* **The input**
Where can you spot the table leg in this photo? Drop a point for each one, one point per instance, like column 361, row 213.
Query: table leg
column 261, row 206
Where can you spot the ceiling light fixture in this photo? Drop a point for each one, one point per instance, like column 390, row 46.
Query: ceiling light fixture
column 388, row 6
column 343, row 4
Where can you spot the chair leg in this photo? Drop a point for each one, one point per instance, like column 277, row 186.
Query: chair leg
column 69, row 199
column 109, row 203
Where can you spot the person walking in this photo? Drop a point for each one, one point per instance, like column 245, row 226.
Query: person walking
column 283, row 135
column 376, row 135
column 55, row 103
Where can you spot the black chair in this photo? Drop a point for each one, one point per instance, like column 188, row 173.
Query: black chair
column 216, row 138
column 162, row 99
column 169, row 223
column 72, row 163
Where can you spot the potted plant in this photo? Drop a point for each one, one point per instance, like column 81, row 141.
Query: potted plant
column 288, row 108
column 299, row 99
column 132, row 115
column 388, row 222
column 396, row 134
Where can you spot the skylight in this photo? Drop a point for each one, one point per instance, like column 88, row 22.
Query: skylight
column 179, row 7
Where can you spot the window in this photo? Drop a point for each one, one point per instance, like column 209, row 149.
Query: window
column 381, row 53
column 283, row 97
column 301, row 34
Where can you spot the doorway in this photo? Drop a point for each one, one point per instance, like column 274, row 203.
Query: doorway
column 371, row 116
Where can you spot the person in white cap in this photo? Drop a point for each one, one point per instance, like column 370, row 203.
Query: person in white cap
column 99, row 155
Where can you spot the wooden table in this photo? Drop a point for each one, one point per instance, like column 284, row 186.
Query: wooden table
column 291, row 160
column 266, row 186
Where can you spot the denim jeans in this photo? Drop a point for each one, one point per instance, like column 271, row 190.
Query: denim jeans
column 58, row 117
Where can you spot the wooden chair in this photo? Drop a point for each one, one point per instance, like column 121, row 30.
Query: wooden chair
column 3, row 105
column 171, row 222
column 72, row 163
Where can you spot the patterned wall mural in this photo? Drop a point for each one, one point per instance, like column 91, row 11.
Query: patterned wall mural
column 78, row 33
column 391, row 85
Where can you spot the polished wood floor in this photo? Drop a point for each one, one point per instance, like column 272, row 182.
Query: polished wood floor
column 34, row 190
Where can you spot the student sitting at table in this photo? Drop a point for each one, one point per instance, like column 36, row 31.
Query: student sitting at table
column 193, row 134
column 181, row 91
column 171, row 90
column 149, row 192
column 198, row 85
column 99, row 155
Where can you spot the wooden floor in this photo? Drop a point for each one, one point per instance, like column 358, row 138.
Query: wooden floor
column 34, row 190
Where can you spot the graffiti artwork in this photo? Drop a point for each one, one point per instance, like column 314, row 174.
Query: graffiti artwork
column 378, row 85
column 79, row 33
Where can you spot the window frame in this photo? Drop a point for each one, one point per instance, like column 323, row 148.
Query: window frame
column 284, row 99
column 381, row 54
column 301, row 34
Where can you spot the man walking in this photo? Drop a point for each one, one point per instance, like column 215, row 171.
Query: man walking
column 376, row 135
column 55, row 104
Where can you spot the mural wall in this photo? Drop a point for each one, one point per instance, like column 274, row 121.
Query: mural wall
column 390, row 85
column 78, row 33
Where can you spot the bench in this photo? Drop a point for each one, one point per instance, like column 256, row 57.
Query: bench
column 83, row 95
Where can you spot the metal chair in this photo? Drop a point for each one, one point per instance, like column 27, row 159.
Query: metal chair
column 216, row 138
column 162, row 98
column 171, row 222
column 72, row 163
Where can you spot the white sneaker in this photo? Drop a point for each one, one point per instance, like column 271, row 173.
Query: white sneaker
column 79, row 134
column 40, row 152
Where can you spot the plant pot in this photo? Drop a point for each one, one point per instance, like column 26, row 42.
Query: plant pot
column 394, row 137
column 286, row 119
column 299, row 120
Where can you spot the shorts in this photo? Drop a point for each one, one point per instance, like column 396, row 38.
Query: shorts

* **Work request**
Every record, from the first to the last, should be transcribed exactly.

* **Answer section**
Where can you spot the table leg in this photo? Drop a point for each one, one point per instance, like column 361, row 213.
Query: table leg
column 261, row 206
Where can you spot the ceiling light fixture in this photo? Drop a point for each one, one point per instance, like column 390, row 46.
Query: ceiling light fixture
column 388, row 6
column 343, row 4
Where can you spot the chair leg in this photo? Drop a point for each one, one point per instance, like column 277, row 186.
Query: chair leg
column 69, row 199
column 109, row 203
Where can you spot the person walking in this photo? Drop a point for each one, one point per instance, like column 245, row 226.
Query: person walking
column 283, row 135
column 376, row 135
column 55, row 103
Where can you spot the black chair in this photo? Drop a point for each one, one point per instance, like column 188, row 173.
Query: black chair
column 216, row 138
column 162, row 99
column 169, row 223
column 72, row 163
Where can you spot the potted plant in this photo? Drop a point for each one, one point per instance, like column 81, row 141.
Query: potted plant
column 288, row 108
column 299, row 99
column 132, row 115
column 388, row 222
column 396, row 134
Where can you spot the skylight in this photo? Drop a point for each one, one point per instance, like column 88, row 22.
Query: skylight
column 179, row 7
Where can you spot the window in this photo? Drop a point for each one, one point per instance, like column 209, row 149.
Query: window
column 381, row 53
column 283, row 97
column 301, row 34
Where can you spot the doorway in this photo? Drop a point for each one, one point per instance, like column 274, row 203.
Query: doorway
column 371, row 116
Where can you spot the person in white cap in this photo? Drop a point for each one, one point per instance, like column 370, row 203.
Query: person in white cap
column 99, row 155
Where can you spot the wooden table in this photo? Drop a point for each one, one point per instance, like column 284, row 186.
Query: wooden table
column 291, row 160
column 266, row 186
Where can you spot the denim jeans in this photo? Drop a point for each one, one point per instance, like column 271, row 190.
Query: denim jeans
column 58, row 117
Where can you spot the wooden chair in this photo? Drop a point for each one, one point per instance, like column 121, row 30.
Query: wooden chair
column 3, row 105
column 171, row 222
column 72, row 163
Where can you spot the patterned wall mural in this photo? Drop a point for each one, one point per instance, like column 91, row 11.
Query: patterned wall mural
column 78, row 33
column 391, row 85
Where can you spot the polished wood floor in this photo? Drop a point for each one, one point per instance, like column 272, row 182.
Query: polished wood floor
column 34, row 190
Where can you spot the student sitting at table in this photo? Drop a point for each one, one point per instance, like column 36, row 31.
Query: student sitting at table
column 193, row 134
column 181, row 91
column 171, row 90
column 149, row 192
column 198, row 85
column 99, row 155
Where can you spot the wooden floor in this photo? Drop a point for each one, one point per instance, like column 358, row 138.
Query: wooden floor
column 34, row 190
Where can you spot the graffiti artwork in this photo? Drop a point for each one, one point per instance, like column 314, row 174.
Query: graffiti artwork
column 378, row 85
column 79, row 33
Where can you spot the window frame in this photo? Drop a point for each one, one point per instance, like column 323, row 148.
Query: window frame
column 284, row 99
column 381, row 54
column 301, row 34
Where can you spot the man walking in this photo? Drop a point for each one, one point per instance, like column 215, row 171.
Query: man walking
column 376, row 135
column 55, row 104
Where can you spot the mural wall in this photo? Drop a point for each one, one point per instance, like column 274, row 121.
Query: mural wall
column 390, row 85
column 78, row 33
Where can you spot the bench in this photo? Drop a point for each one, one point per instance, like column 256, row 57.
Query: bench
column 83, row 95
Where can you spot the metal chair in this photo? Drop a point for each one, one point per instance, like column 27, row 159.
Query: metal chair
column 216, row 138
column 162, row 98
column 171, row 222
column 72, row 163
Where can you spot the white sneaker in this photo? Drop a point for each one, one point per instance, like column 271, row 173.
Query: white sneaker
column 79, row 134
column 40, row 152
Where can you spot the plant pot in this photo? Drop a point for each one, one point per instance, like column 26, row 42.
Query: plant pot
column 394, row 137
column 286, row 119
column 299, row 120
Where can you spot the shorts in this photo? Drop a point for each one, one point per instance, like column 396, row 38.
Query: shorts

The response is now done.